Could you return each entry below exactly as written, minus any pictures?

Top of DATA SHOWN

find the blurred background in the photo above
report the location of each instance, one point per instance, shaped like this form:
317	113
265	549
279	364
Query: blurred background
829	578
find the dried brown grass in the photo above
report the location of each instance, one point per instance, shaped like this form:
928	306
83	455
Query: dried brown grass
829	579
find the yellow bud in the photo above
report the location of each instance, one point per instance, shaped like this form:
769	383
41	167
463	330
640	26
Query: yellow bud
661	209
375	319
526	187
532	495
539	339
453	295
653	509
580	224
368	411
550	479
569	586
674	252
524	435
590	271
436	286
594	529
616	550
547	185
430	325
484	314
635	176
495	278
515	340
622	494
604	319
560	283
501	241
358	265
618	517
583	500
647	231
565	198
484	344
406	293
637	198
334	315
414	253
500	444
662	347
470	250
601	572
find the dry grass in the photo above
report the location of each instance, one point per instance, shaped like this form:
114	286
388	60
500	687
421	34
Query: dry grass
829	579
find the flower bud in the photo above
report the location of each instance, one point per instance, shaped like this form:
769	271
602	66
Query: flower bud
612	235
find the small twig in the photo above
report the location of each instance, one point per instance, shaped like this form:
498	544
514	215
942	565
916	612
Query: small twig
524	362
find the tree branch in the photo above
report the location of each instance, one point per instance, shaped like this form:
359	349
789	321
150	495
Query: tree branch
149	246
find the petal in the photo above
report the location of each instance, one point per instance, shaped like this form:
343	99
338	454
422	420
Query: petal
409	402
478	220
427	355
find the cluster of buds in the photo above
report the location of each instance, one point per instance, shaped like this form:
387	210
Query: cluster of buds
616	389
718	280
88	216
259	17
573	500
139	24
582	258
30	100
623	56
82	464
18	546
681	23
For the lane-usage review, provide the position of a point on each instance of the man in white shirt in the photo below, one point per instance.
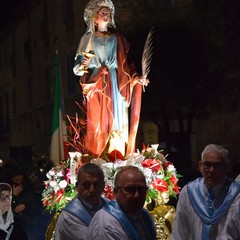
(205, 204)
(74, 219)
(125, 218)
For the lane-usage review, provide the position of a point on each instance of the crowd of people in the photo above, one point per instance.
(207, 208)
(23, 216)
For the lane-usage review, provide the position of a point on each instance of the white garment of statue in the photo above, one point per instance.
(7, 225)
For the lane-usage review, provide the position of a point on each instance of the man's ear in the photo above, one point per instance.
(200, 166)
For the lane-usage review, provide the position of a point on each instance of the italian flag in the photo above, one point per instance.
(58, 150)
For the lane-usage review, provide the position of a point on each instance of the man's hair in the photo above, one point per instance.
(5, 187)
(92, 169)
(223, 152)
(117, 179)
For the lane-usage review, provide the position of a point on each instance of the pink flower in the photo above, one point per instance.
(151, 163)
(114, 155)
(108, 192)
(160, 185)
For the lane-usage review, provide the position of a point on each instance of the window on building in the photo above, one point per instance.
(29, 91)
(14, 101)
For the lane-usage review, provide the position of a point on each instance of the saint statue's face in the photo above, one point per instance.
(5, 201)
(103, 17)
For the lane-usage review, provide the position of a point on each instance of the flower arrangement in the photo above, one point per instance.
(60, 186)
(161, 176)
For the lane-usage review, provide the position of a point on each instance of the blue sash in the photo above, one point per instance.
(114, 209)
(200, 206)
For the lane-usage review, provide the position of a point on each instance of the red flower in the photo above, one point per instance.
(151, 163)
(160, 185)
(176, 189)
(174, 180)
(168, 163)
(114, 155)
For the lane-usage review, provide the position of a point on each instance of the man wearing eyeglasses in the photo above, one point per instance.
(206, 204)
(74, 219)
(124, 218)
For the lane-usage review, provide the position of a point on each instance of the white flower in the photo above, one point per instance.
(53, 184)
(98, 161)
(60, 173)
(51, 173)
(63, 184)
(108, 169)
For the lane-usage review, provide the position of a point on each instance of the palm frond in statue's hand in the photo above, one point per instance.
(147, 56)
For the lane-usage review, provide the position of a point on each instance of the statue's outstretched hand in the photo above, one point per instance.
(86, 61)
(143, 81)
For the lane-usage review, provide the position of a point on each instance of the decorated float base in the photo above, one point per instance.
(161, 178)
(162, 215)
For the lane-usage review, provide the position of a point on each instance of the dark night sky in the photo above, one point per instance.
(7, 12)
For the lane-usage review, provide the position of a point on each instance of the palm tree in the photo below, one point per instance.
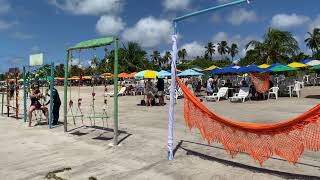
(313, 41)
(182, 53)
(276, 44)
(223, 48)
(210, 49)
(156, 58)
(233, 50)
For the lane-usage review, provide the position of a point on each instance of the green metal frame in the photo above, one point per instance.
(90, 44)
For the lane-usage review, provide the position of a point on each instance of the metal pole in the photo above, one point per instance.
(210, 9)
(24, 95)
(115, 138)
(173, 68)
(51, 94)
(65, 110)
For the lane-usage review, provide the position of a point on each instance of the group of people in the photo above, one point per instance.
(152, 92)
(36, 96)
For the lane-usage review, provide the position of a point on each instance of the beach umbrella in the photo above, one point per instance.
(211, 68)
(306, 61)
(190, 72)
(146, 74)
(264, 66)
(313, 63)
(123, 75)
(163, 74)
(282, 68)
(297, 65)
(131, 75)
(316, 67)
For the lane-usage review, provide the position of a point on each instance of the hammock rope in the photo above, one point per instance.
(260, 141)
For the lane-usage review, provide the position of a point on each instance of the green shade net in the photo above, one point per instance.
(317, 67)
(282, 68)
(93, 43)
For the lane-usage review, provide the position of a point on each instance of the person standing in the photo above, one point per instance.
(160, 87)
(56, 106)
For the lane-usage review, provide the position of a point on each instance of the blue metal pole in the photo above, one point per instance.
(209, 9)
(51, 94)
(173, 68)
(24, 95)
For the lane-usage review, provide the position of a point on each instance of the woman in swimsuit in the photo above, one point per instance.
(35, 103)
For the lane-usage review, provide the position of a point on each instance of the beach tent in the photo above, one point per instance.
(146, 74)
(282, 68)
(190, 72)
(163, 74)
(313, 63)
(297, 65)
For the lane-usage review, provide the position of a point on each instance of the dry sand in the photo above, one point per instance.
(31, 153)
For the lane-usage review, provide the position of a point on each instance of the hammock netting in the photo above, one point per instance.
(261, 141)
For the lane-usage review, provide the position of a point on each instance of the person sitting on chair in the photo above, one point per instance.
(35, 103)
(56, 106)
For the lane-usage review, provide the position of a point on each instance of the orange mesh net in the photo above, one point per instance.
(260, 81)
(286, 139)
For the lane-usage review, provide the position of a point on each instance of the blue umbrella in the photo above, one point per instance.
(252, 68)
(190, 72)
(96, 76)
(163, 73)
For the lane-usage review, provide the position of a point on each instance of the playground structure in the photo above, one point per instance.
(91, 44)
(31, 75)
(260, 141)
(12, 91)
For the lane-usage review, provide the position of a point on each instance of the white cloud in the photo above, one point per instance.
(21, 35)
(149, 32)
(4, 25)
(240, 16)
(237, 39)
(176, 4)
(4, 6)
(315, 23)
(194, 49)
(288, 20)
(109, 25)
(89, 7)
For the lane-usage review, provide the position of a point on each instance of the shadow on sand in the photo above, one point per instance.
(286, 175)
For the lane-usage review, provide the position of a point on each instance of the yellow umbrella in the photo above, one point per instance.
(264, 66)
(211, 68)
(150, 74)
(297, 65)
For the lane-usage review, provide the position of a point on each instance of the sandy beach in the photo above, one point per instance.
(31, 153)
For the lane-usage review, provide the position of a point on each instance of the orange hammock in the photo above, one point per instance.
(286, 139)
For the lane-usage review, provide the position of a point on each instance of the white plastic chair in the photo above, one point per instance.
(297, 89)
(273, 91)
(216, 96)
(242, 95)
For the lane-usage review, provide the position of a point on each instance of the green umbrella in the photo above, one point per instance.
(317, 67)
(282, 68)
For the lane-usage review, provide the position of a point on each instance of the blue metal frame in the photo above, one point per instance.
(173, 66)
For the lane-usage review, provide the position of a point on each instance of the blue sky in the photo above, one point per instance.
(49, 26)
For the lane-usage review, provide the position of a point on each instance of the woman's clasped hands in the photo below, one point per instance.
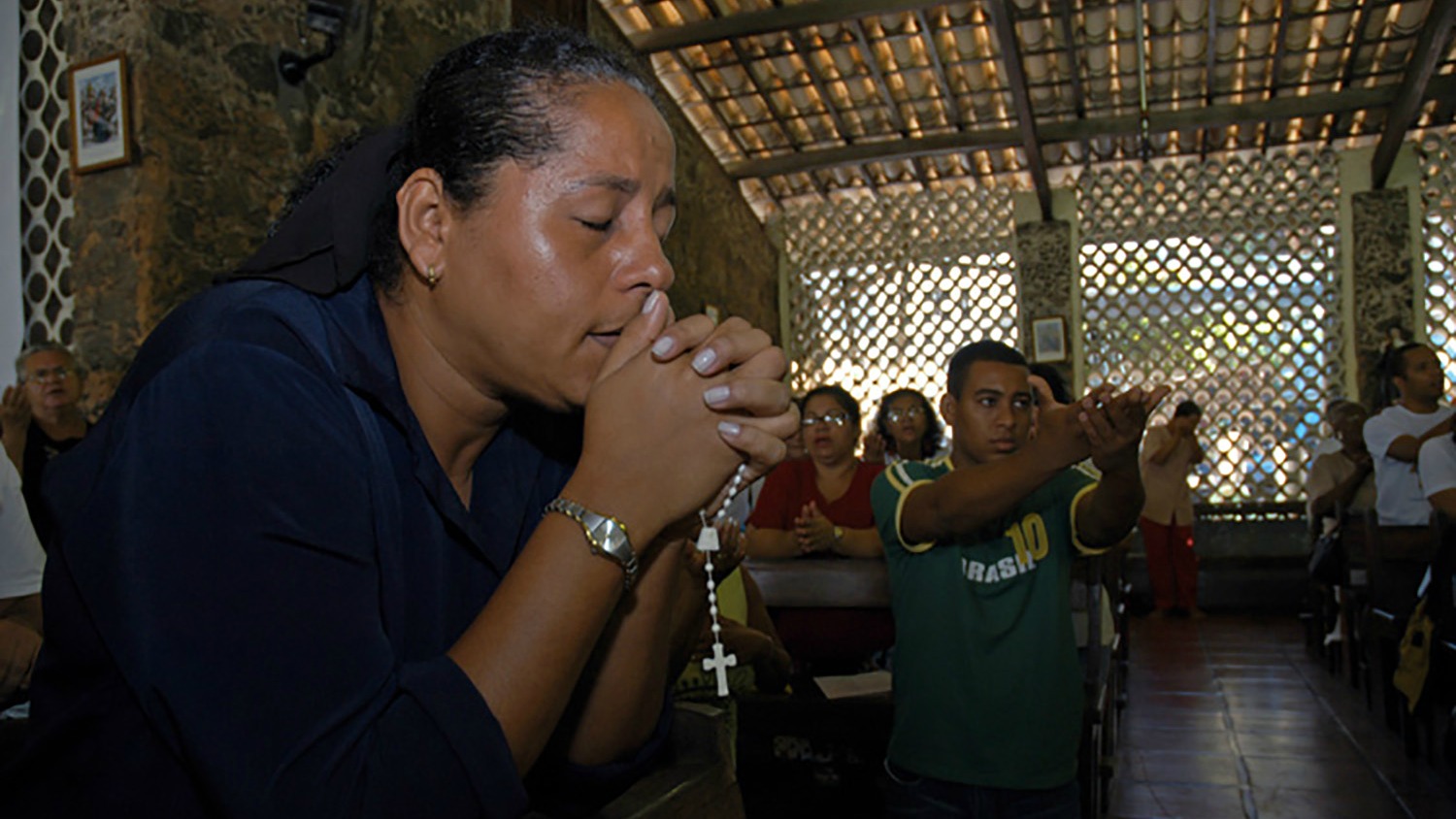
(678, 407)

Bottom of DATA SHOWN

● **REPLY**:
find the blurred background in the photo above
report the location of each instance, one point per instance, shaped like this form:
317	113
265	549
279	364
Query: blurred background
829	578
find the dried brown grass in the photo above
report the location of each instance, one point per instance, shaped like this form:
928	306
83	455
Query: dried brown grass
829	579
find the yellow bud in the photo above
report the location of each instance, one point per instance, shaped like this form:
769	383
41	167
463	330
640	26
Query: yellow bud
661	209
375	319
526	187
532	495
539	339
453	295
653	509
580	224
368	411
550	479
569	586
674	252
524	435
590	271
436	286
594	529
616	550
547	185
430	325
484	314
635	176
495	278
515	340
622	494
604	319
560	283
501	241
358	265
618	517
583	500
647	231
565	198
484	344
406	293
637	198
334	315
414	253
500	444
662	347
470	250
601	572
find the dry grass in the photo above
report the location of each instance, one point per instance, shaped like this form:
114	286
388	60
500	687
421	34
Query: dry grass
829	579
find the flower bud in the photo above
report the location of each instance, one point per instance, shaped like this form:
769	271
602	66
Query: flower bud
612	235
find the small twig in the photo above
report the location of each instance, one point per instance, shaped like this form:
498	544
514	215
942	565
916	612
Query: small twig
524	362
find the tree branch in the photo above
report the location of each instance, one point per instance, shaped like this form:
359	349
789	321
150	495
Query: tree branch
149	246
find the petal in the photo above
report the location of each instance, one point per instance, shaped like this form:
343	99
338	454
422	420
Query: petal
409	402
478	220
427	355
find the cluster of buds in the photo above
report the location of each instance, one point per instance, shaped like this form:
387	210
Query: cluster of buds
616	389
718	280
88	216
259	17
573	500
139	24
582	258
30	100
623	56
82	464
18	546
681	23
For the lane-usage review, provide the position of a point on each instance of the man in white shirt in the photo below, one point per instance.
(205, 204)
(74, 219)
(125, 218)
For the lane-usage review, provide the position of a point on each instance of the crowd of people in the photo above, one point per instance.
(207, 208)
(23, 216)
For the lane-usage review, provide the position of a point on each instance of the white garment of statue in the photo above, one point per instance.
(7, 225)
For the lane-usage review, provide the position of a point on each instance of the man's ear in the photo above, one point per instance.
(200, 166)
For the lane-usage review, provide the position of a point on each instance of the italian flag in the photo above, one point per instance.
(58, 150)
For the lane-usage review, provide the position of a point on each instance of the man's hair in the photo above, one point per instance.
(5, 187)
(92, 169)
(223, 152)
(117, 179)
For the lane-usage review, provide the position of a point on each instance of the pink flower in the photo above, one point per instance.
(151, 163)
(114, 155)
(108, 192)
(160, 185)
For the lane-usage review, provide the position of a point on each instance of the window on building in the photo above, one point per instance.
(29, 91)
(14, 101)
For the lane-usage review, provide the position of a point on each instance of the saint statue's face in the photo above, one point per instance.
(5, 201)
(103, 17)
For the lane-usage review, provide the position of a point on each instance of the flower arrangement in the photo above, one point per instance.
(60, 186)
(161, 176)
For the lane-usage review, provide the position of a point on each instance of the blue sash in the photo above, one point per instance.
(114, 209)
(200, 206)
For the lane-usage review, provide the position of a point on each instance of the red flower in the photo above, one point per instance.
(151, 163)
(160, 185)
(176, 189)
(174, 180)
(168, 163)
(114, 155)
For the lane-usage review, provide the position of a point on each instance of the man wearing eyeglasses in the photo above, one point per instance.
(206, 204)
(74, 219)
(124, 218)
For the lane-usage review, provide the position of a point on each instance of the white flower in the photo above, one point per instance.
(53, 184)
(98, 161)
(60, 173)
(51, 173)
(63, 184)
(108, 169)
For the lane-usage review, provide the position of a point on each instance of the palm frond in statue's hand in the photo above, one point per instance.
(147, 56)
For the lane-usage review, provide the position of a point on each instance of the statue's outstretched hand in the photo above, one point per instance.
(86, 61)
(143, 81)
For the lane-usage review, provide the position of a point on each instance of the decorated float base in the photo above, one point per instance.
(161, 178)
(162, 215)
For the lane-usage review, provide the position of a point on each instance of the dark night sky in the photo above, one point per instance.
(7, 12)
For the lane-usage review, provide the position of a point on each instance of the palm tree in the photo below, one point per instance.
(313, 41)
(182, 53)
(276, 44)
(223, 48)
(210, 49)
(156, 58)
(233, 50)
For the lane-usage review, provide the position of a point on each instance of the green metal frame in the photo above, one point per instance.
(90, 44)
For the lane-usage review, provide the position of a point on each instance of the metal pole in the photo above, one point per instance.
(210, 9)
(24, 95)
(115, 138)
(173, 68)
(51, 94)
(65, 110)
For the lane-usage review, provide the position of a point on each instance of the group of people in the photo above, one point per instance.
(152, 92)
(36, 96)
For the lane-usage review, provide the position of a point on each instance of the beach umbrella in the photo above, one point per instance.
(211, 68)
(306, 61)
(190, 72)
(146, 74)
(264, 66)
(313, 63)
(123, 75)
(163, 74)
(282, 68)
(297, 65)
(131, 75)
(316, 67)
For the lane-usage review, provide the position of a point on each instance of the hammock rope in the photo above, one point per instance.
(260, 141)
For the lane-usage review, provide the position of a point on each instance of the green shade net in the photo above, one point per instance.
(317, 67)
(282, 68)
(93, 43)
For the lane-usage review, provide the position of a point on each instance of the person standing in the photo above, one point per instance.
(160, 87)
(56, 106)
For the lane-usage review, provide the position of a point on each instance of the blue metal pole in the photo above, one point per instance.
(209, 9)
(51, 94)
(173, 68)
(24, 95)
For the lane-usage review, provide the position of a point on each instance of the woman in swimsuit in the photo above, one point per instance.
(35, 103)
For the lane-usage review, provide the position of a point on each instance of the beach tent in the photo above, one point per instance.
(146, 74)
(282, 68)
(190, 72)
(163, 74)
(313, 63)
(297, 65)
For the lane-usage review, provide the position of a point on each instance of the dry sand in the photo above, one point per instance.
(31, 153)
For the lane-usage review, provide the position of a point on each instance of the hammock netting in the photo above, one point per instance.
(261, 141)
For the lane-usage review, provide the position of a point on each instance of the person sitting on chair in the photo above, one point per instance.
(35, 103)
(56, 106)
For the lane-usage review, provide the position of a point on each instance of the orange mesh net in the photo above, one point per instance.
(260, 81)
(286, 139)
For the lane-usage review, provide the position of a point on each instance of the blue umbrella in the photo above, one point per instance.
(252, 68)
(190, 72)
(96, 76)
(163, 73)
For the lane-usage review, provide the position of a point on each instance of the playground structure in the photo above, one point per instance.
(91, 44)
(31, 75)
(260, 141)
(12, 91)
For the lane-usage review, provide the position of a point on each instance of the white cloud in the photo above, one point per instance.
(21, 35)
(149, 32)
(4, 25)
(240, 16)
(237, 39)
(176, 4)
(4, 6)
(315, 23)
(194, 49)
(288, 20)
(109, 25)
(89, 7)
For the lane-usage review, provide the position of a point on each instance of the shadow on sand in the photo above, one point per instance.
(286, 175)
For the lane-usage review, provide the position of a point on each instance of the yellow umbrella in the photo above, one point per instance.
(264, 66)
(211, 68)
(150, 74)
(297, 65)
For the lane-usage review, provide the position of a point on each instance of the sandy beach in the photo above, one point per instance.
(31, 153)
For the lane-usage review, provide the position of a point on each instance of the orange hammock in the photo above, one point per instance.
(286, 139)
For the lane-usage review, provide the position of a point on each instance of the white plastic chair in the photo above, one point per instance.
(297, 89)
(273, 91)
(216, 96)
(242, 95)
For the lane-usage review, provide the position of a point on each instance of the green umbrella in the photo above, one point per instance.
(317, 67)
(282, 68)
For the lane-usage review, provide the position of a point on each instance of the blue metal frame in the photo above, one point per instance.
(173, 66)
For the lane-usage review, provide the position of a point on each instance of the blue sky in the photo above, one point per instance.
(49, 26)
For the lane-usage review, provide the position of a point on each instance of the woman's clasped hands in the photo below, one point per instance.
(678, 407)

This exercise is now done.